### SUPPLIED ENTRIES
• • • • • • •

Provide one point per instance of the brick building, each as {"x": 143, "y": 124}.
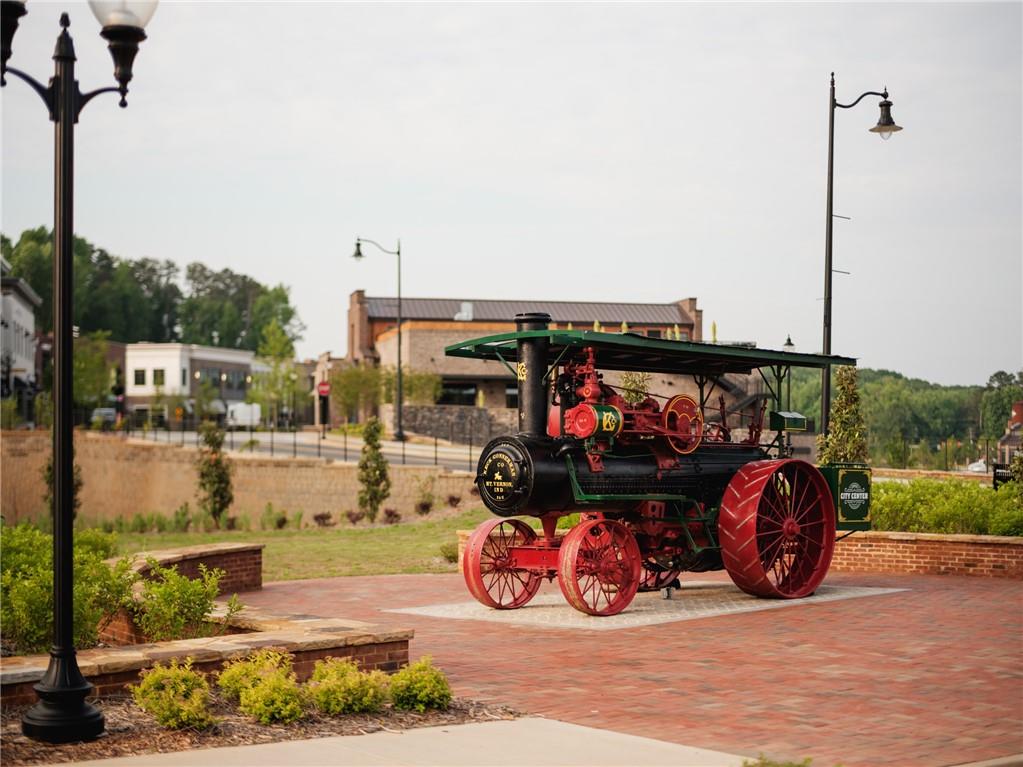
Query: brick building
{"x": 431, "y": 324}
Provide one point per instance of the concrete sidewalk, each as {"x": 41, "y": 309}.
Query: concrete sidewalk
{"x": 538, "y": 742}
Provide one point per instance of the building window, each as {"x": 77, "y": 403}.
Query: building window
{"x": 457, "y": 393}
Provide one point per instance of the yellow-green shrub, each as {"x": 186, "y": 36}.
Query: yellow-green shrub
{"x": 175, "y": 694}
{"x": 420, "y": 686}
{"x": 276, "y": 697}
{"x": 246, "y": 673}
{"x": 339, "y": 687}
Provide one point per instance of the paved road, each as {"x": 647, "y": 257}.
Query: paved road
{"x": 309, "y": 445}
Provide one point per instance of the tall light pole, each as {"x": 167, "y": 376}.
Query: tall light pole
{"x": 398, "y": 433}
{"x": 61, "y": 714}
{"x": 885, "y": 128}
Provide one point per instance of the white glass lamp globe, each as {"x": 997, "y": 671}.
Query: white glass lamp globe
{"x": 123, "y": 12}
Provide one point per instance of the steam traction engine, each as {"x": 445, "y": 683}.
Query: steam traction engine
{"x": 660, "y": 489}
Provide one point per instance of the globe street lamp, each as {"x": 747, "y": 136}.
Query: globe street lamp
{"x": 61, "y": 714}
{"x": 398, "y": 434}
{"x": 885, "y": 128}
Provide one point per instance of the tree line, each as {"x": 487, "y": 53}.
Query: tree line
{"x": 915, "y": 422}
{"x": 142, "y": 300}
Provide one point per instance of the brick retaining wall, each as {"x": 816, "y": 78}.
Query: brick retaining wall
{"x": 922, "y": 553}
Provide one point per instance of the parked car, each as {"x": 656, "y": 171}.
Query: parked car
{"x": 103, "y": 417}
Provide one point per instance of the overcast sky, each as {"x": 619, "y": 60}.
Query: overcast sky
{"x": 634, "y": 152}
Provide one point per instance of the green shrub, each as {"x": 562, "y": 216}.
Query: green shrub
{"x": 945, "y": 506}
{"x": 27, "y": 582}
{"x": 420, "y": 686}
{"x": 173, "y": 606}
{"x": 181, "y": 519}
{"x": 339, "y": 687}
{"x": 248, "y": 672}
{"x": 176, "y": 695}
{"x": 449, "y": 551}
{"x": 272, "y": 519}
{"x": 275, "y": 697}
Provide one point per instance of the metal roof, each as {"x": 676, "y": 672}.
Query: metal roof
{"x": 582, "y": 313}
{"x": 633, "y": 352}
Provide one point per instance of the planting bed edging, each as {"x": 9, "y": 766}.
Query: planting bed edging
{"x": 241, "y": 562}
{"x": 928, "y": 553}
{"x": 308, "y": 638}
{"x": 918, "y": 553}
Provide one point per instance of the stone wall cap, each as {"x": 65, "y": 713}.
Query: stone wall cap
{"x": 947, "y": 538}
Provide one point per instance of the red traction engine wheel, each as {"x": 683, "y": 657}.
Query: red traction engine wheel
{"x": 598, "y": 567}
{"x": 776, "y": 529}
{"x": 489, "y": 565}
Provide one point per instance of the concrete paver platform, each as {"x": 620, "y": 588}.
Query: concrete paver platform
{"x": 538, "y": 742}
{"x": 929, "y": 675}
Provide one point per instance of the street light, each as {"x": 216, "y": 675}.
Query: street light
{"x": 399, "y": 435}
{"x": 885, "y": 128}
{"x": 61, "y": 714}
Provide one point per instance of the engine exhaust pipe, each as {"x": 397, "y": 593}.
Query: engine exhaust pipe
{"x": 530, "y": 371}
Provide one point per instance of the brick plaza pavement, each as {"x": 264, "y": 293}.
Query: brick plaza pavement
{"x": 928, "y": 676}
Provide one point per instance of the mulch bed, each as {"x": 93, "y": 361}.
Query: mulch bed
{"x": 132, "y": 731}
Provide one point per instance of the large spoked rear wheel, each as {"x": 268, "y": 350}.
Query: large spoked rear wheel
{"x": 776, "y": 529}
{"x": 489, "y": 567}
{"x": 598, "y": 567}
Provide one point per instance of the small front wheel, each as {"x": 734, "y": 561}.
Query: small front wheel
{"x": 489, "y": 566}
{"x": 598, "y": 567}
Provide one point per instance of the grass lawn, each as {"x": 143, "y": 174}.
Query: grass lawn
{"x": 324, "y": 552}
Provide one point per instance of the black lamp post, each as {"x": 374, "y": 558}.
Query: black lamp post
{"x": 61, "y": 714}
{"x": 885, "y": 128}
{"x": 399, "y": 435}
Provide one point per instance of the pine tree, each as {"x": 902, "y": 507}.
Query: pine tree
{"x": 375, "y": 485}
{"x": 846, "y": 442}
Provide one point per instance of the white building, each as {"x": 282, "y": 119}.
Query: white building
{"x": 17, "y": 349}
{"x": 178, "y": 371}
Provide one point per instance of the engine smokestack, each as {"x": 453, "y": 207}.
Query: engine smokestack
{"x": 531, "y": 370}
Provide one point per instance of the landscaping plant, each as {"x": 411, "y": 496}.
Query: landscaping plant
{"x": 215, "y": 493}
{"x": 27, "y": 581}
{"x": 420, "y": 686}
{"x": 246, "y": 673}
{"x": 173, "y": 606}
{"x": 846, "y": 440}
{"x": 175, "y": 694}
{"x": 338, "y": 686}
{"x": 374, "y": 485}
{"x": 275, "y": 697}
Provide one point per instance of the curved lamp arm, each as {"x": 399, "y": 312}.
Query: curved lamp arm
{"x": 380, "y": 246}
{"x": 883, "y": 94}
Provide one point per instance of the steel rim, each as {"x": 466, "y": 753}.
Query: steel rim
{"x": 777, "y": 529}
{"x": 489, "y": 566}
{"x": 598, "y": 567}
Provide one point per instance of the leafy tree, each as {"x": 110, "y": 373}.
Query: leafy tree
{"x": 373, "y": 481}
{"x": 215, "y": 492}
{"x": 91, "y": 370}
{"x": 996, "y": 402}
{"x": 846, "y": 442}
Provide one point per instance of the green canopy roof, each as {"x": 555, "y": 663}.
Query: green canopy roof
{"x": 633, "y": 352}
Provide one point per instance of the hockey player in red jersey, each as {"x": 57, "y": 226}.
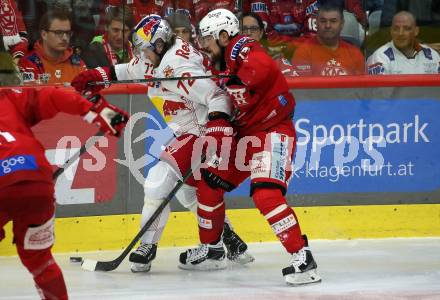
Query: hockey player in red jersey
{"x": 264, "y": 109}
{"x": 26, "y": 185}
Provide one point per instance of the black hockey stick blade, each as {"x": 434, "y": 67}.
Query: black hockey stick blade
{"x": 93, "y": 265}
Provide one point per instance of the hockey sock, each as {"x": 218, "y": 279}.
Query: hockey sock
{"x": 47, "y": 274}
{"x": 280, "y": 216}
{"x": 210, "y": 213}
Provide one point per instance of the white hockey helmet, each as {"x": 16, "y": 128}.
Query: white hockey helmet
{"x": 149, "y": 30}
{"x": 218, "y": 20}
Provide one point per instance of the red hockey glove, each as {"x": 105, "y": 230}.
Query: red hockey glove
{"x": 109, "y": 118}
{"x": 85, "y": 81}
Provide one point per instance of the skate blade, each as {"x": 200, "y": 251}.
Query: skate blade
{"x": 140, "y": 268}
{"x": 298, "y": 279}
{"x": 207, "y": 265}
{"x": 242, "y": 258}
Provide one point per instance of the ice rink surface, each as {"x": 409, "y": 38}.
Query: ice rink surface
{"x": 354, "y": 269}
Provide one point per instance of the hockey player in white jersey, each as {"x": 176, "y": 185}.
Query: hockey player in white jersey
{"x": 190, "y": 106}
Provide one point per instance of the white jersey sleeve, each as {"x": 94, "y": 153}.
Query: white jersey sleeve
{"x": 183, "y": 60}
{"x": 138, "y": 68}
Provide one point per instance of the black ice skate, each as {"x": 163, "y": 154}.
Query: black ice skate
{"x": 141, "y": 258}
{"x": 237, "y": 248}
{"x": 302, "y": 268}
{"x": 204, "y": 258}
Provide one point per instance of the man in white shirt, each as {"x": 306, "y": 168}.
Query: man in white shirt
{"x": 404, "y": 55}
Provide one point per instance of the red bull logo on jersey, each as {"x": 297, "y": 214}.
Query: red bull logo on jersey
{"x": 148, "y": 29}
{"x": 237, "y": 47}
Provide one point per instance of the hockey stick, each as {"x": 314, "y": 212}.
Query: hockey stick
{"x": 160, "y": 79}
{"x": 93, "y": 265}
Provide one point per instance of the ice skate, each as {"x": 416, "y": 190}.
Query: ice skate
{"x": 236, "y": 247}
{"x": 204, "y": 258}
{"x": 302, "y": 268}
{"x": 141, "y": 258}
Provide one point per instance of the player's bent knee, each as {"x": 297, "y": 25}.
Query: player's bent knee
{"x": 38, "y": 237}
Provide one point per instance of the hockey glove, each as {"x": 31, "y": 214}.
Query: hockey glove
{"x": 85, "y": 81}
{"x": 109, "y": 118}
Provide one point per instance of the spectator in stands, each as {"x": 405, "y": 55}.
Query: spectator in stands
{"x": 327, "y": 54}
{"x": 181, "y": 25}
{"x": 373, "y": 5}
{"x": 253, "y": 26}
{"x": 404, "y": 54}
{"x": 13, "y": 34}
{"x": 52, "y": 60}
{"x": 113, "y": 47}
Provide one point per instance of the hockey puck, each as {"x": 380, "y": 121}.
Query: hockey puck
{"x": 75, "y": 259}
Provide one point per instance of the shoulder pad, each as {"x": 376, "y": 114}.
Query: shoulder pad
{"x": 389, "y": 53}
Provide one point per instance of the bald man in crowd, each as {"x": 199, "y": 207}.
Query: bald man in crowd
{"x": 404, "y": 54}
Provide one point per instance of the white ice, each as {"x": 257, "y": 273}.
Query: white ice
{"x": 353, "y": 269}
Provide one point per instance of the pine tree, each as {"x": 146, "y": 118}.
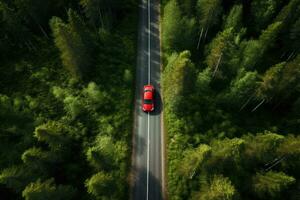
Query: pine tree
{"x": 106, "y": 154}
{"x": 47, "y": 190}
{"x": 56, "y": 134}
{"x": 209, "y": 13}
{"x": 262, "y": 12}
{"x": 261, "y": 149}
{"x": 220, "y": 188}
{"x": 194, "y": 159}
{"x": 74, "y": 44}
{"x": 222, "y": 55}
{"x": 271, "y": 184}
{"x": 172, "y": 25}
{"x": 94, "y": 10}
{"x": 254, "y": 50}
{"x": 242, "y": 88}
{"x": 179, "y": 77}
{"x": 234, "y": 18}
{"x": 101, "y": 185}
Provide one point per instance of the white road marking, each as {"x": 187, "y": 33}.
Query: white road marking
{"x": 148, "y": 150}
{"x": 149, "y": 71}
{"x": 149, "y": 35}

• • • • • • •

### WHAT IS NEEDED
The required output is the exact lines from the opening line of the entries through the line with "Provide one point per instance of the yellow-green", inclusive, without pictures.

### RESPONSE AREA
Provide one point per instance of the brick building, each as {"x": 143, "y": 124}.
Query: brick building
{"x": 431, "y": 324}
Provide one point per instance of the concrete sidewalk, each as {"x": 41, "y": 309}.
Query: concrete sidewalk
{"x": 538, "y": 742}
Provide one point per instance of the building window, each as {"x": 77, "y": 403}.
Query: building window
{"x": 457, "y": 393}
Provide one point per instance of the yellow-green shrub, each as {"x": 186, "y": 36}.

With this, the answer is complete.